═════ Input for this task
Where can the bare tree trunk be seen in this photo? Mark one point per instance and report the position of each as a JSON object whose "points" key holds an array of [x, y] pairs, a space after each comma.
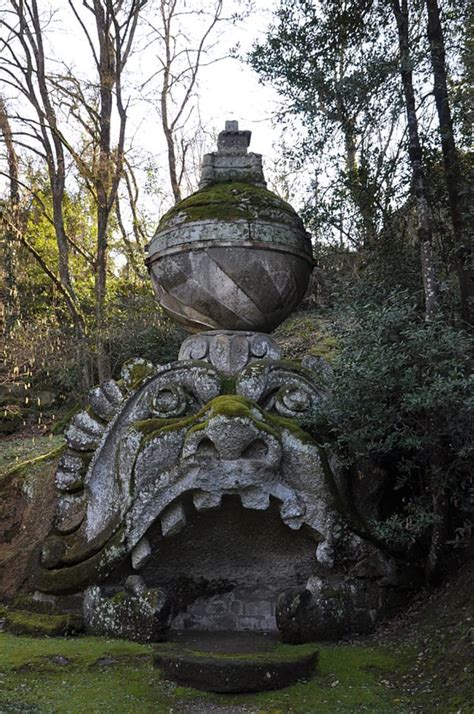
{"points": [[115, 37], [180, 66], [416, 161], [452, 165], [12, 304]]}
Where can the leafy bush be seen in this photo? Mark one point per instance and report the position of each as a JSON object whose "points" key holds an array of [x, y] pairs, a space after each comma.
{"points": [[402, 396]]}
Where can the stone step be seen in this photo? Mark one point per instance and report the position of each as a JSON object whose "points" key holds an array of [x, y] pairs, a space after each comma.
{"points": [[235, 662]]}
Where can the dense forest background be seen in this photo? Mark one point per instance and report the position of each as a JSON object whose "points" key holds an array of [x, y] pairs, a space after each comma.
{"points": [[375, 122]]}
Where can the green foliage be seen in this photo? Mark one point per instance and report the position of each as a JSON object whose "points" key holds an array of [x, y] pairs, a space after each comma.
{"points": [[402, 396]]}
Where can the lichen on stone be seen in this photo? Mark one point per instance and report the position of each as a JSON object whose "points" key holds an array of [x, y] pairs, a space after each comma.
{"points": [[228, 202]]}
══════════
Write out every record above exactly, leaving no picture in the result.

== Result of this exercise ==
Where can the bare tree trunk be seen in this photo? Mark one point per instance and report the position of each as a JSON object whose "points" key holds an array of [x, y] pairs, a space after each comma.
{"points": [[115, 37], [180, 66], [416, 161], [452, 165], [12, 304]]}
Where can the leafy bush be seen in this photo? Mark one point per instance and report the position of each as a JSON object whose "points" key holds an array of [x, y] pairs, a space after each comma.
{"points": [[402, 396]]}
Where can the stone step be seen in this photo? Mark one point per instance and report the position of each as a JSON object whose "points" key holds an array of [x, y] pairs, a space after each comma.
{"points": [[235, 662]]}
Where can the dense forest background be seen in this photo? Mark one point per instance and report the position of each as a JSON object whose "points" key holds an array of [x, y] pairs, a space after each comma.
{"points": [[375, 122]]}
Where can the green foliage be seen in this photo? Mark one point per instance and report the position of each as a JSON object whose "points" key holds an array of [x, y] pairs, a space after each comma.
{"points": [[402, 396]]}
Where can the lichen on stone be seen in this photo? Mark one point per instance and report the position of each as a JSON object whose "points" key holds an array of [x, y] pairs, a space after each comma.
{"points": [[228, 202]]}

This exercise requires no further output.